===== Records for this exercise =====

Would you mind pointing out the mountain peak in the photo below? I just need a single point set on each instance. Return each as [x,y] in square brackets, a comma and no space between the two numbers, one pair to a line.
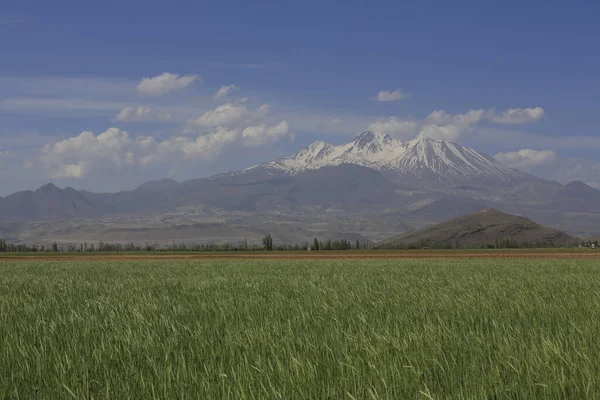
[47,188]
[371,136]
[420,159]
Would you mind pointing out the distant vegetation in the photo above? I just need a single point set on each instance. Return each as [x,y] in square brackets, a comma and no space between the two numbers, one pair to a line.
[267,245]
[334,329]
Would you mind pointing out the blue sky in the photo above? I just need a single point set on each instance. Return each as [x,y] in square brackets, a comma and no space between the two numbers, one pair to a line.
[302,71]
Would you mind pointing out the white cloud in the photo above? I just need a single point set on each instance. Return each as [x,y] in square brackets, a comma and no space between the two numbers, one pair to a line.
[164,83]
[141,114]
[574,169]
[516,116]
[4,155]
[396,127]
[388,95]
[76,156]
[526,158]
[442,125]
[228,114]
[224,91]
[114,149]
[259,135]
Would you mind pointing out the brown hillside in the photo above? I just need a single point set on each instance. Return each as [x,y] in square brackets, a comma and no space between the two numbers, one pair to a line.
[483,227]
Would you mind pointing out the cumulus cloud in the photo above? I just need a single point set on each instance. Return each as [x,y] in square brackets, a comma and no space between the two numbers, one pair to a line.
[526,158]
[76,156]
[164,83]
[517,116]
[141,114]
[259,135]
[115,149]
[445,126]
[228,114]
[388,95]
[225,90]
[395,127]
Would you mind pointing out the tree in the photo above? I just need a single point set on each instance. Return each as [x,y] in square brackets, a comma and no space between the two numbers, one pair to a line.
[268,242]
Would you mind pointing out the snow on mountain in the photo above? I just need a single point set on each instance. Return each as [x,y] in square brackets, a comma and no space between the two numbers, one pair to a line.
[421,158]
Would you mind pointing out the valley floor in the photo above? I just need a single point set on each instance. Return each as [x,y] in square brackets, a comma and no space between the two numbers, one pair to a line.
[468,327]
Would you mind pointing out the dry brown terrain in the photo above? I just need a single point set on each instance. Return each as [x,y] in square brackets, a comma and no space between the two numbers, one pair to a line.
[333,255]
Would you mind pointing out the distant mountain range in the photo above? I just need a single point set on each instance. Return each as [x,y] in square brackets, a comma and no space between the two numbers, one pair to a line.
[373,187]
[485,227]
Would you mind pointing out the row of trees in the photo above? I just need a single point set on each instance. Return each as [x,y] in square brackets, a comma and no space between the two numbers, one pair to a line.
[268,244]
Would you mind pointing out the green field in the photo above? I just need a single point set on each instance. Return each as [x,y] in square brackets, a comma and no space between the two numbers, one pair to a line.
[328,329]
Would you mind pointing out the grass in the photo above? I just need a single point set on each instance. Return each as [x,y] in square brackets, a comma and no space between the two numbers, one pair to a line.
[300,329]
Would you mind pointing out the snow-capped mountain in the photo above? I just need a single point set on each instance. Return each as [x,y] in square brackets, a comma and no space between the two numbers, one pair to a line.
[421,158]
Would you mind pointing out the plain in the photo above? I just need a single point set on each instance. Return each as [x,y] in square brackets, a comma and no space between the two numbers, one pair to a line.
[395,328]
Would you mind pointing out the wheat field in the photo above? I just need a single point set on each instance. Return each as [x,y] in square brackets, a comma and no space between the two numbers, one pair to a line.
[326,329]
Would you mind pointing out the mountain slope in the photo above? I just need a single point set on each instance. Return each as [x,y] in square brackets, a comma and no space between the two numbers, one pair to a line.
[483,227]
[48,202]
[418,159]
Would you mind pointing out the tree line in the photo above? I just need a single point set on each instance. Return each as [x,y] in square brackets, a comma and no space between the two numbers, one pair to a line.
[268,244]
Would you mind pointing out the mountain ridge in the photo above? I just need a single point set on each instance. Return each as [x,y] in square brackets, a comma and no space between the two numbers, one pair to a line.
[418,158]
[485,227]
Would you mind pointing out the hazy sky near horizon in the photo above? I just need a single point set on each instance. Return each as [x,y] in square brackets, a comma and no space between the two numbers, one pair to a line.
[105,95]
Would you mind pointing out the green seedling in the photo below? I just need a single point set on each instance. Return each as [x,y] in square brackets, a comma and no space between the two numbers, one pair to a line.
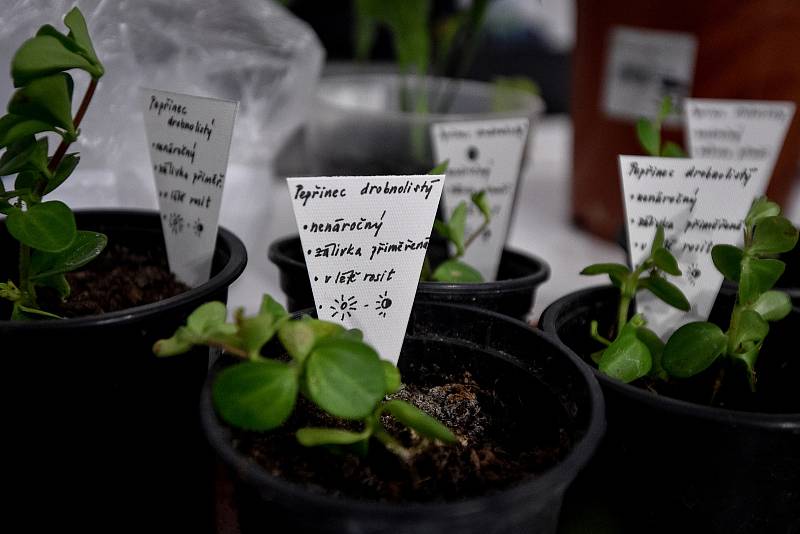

=====

* What is being asked: Restate the data above verbatim, skipping every image.

* Response to the task:
Would you mind pointing out the mountain peak in the photo below? I just need a single point set on each instance. Return each as [x,y] in square brackets, a comma and no space between the two numbers, one pair to a line.
[47,188]
[371,136]
[420,159]
Would you mind pointing out the distant vegetation in the photo above? I just need a single point set on each instance. Return each as [x,y] in square brackets, a comma and no space between the two numbers, one pair to a line.
[267,245]
[334,329]
Would you mind pointing out the blue sky in the photo above? I just need a single point set on each instance. Return each as [x,y] in square brackets, a comma and no space between the two numbers, one pair to a line.
[302,71]
Would you mind pointing out the white cloud in the photo above? I just need a single point set on each instance. Return each as [x,y] in square brackets, a comma and no space between the two numbers, one pair to a line.
[164,83]
[141,114]
[574,169]
[516,116]
[4,155]
[396,127]
[388,95]
[76,156]
[526,158]
[442,125]
[228,114]
[224,91]
[114,149]
[259,135]
Would you mind pointing out the brown hillside in the photo above? I just need a single point set on each instance. Return each as [x,y] in square brackets, a comma and no space between the two numbers, one pair to a line.
[483,227]
Would you mind pointing out the cumulus cloud in the photo above? I just need a single point set on each instance. Return each as [x,y] in square brackets, a comma and no space between the two numbers, one pair to a line.
[526,158]
[76,156]
[164,83]
[517,116]
[141,114]
[259,135]
[115,149]
[445,126]
[228,114]
[388,95]
[225,90]
[395,127]
Would you mind pointing out the tree in the photo above? I just need a single point set on each instance. Return each as [x,y] in square brackets, a comma and no space between the two numbers, one pair to a line.
[268,242]
Would you mind pointing out the snow on mountain in the photo above? I just need a single point set on each instance. Return each as [x,y] in square brackets, a comma and no space between the two numbers, one pair to a line.
[421,158]
Would you mind pointing out the valley floor in the photo above? I just need a single point set on each instance. Return each as [x,y] in square brackets, a comma and no space between the two numbers, one pair to a line.
[468,327]
Would you mind pointing out the dry brown terrain in the photo above? I just need a single point set on each instance. Return each as [x,y] in square brackets, a comma and no space between the two numbers, one pair to a line.
[333,255]
Would you mind pointing out the distant mountain range in the photo above? I just need a single point set on each instance. Return each as [x,y] in square brackets, a comma and no space between the two numbers, one pair to a line.
[373,187]
[485,227]
Would you mind pointing out the row of trees in the photo above? I just need a single point set on each instance. Return each as [x,y] in square brackets, a comma and no space between the two numbers, one pair to a line.
[268,244]
Would you mind pointing out the green field in the photo above? I just need a single point set on each instance. Return each as [x,y] in square brackets, a comma and no space between the two numbers, one pair to a line.
[328,329]
Would you mind pointing out the grass in the photo above? I just need a single point set on each instance. Return each as [x,y] in square brackets, a comma and no space between the two numbers, one pair to a line.
[300,329]
Would you mind pointing out the snow-capped mountain in the photo above? I just need a single point set on each instance. Return each as [x,y] in square brackets, a comma and no space between the two numbers, one pair to a line.
[421,158]
Would you mind pointing out the plain in the photo above? I just need a single point set on each instance. Return each as [x,y] in square brackets, a comma and no space between the two numbers, one pair to a line.
[395,328]
Would you mind pointing out the wheat field in the photo above? I just need a single point set on each instance. Return each as [x,y] in square brackets, a comma and no space between the two numbers, one pair to a line.
[326,329]
Would you mind pointing out the mountain slope in the photo above? I just need a single point set on each instance. Return each as [x,y] in square brackets, a comma and no space between the two numbers, one pair to a line.
[483,227]
[48,202]
[418,159]
Would you mind pointing out the tree line in the photo above? I just need a single point set on each instance. Return each as [x,y] in square brackets, a comma and no space between the two numbers, one pair to a line.
[268,244]
Would you mind pointing out the mountain ridge in the photo above? I just need a single point set on each instance. Return each as [x,y] in square brackets, a comma and no space between the two numbers, one pair to a line.
[418,158]
[485,227]
Would you mind pointing out the hazy sky near horizon in the photo above? I just need a single point set on each instance. Return each as [x,y] in square brackets, a comma and no space between the two numbers, one pair to a line.
[105,95]
Would you mind pointing out the green seedling in the photo below? I just need a single point set on each instance. Return each as [x,y] in square brackets, a comma and no space between the two numbers, one pair to a line.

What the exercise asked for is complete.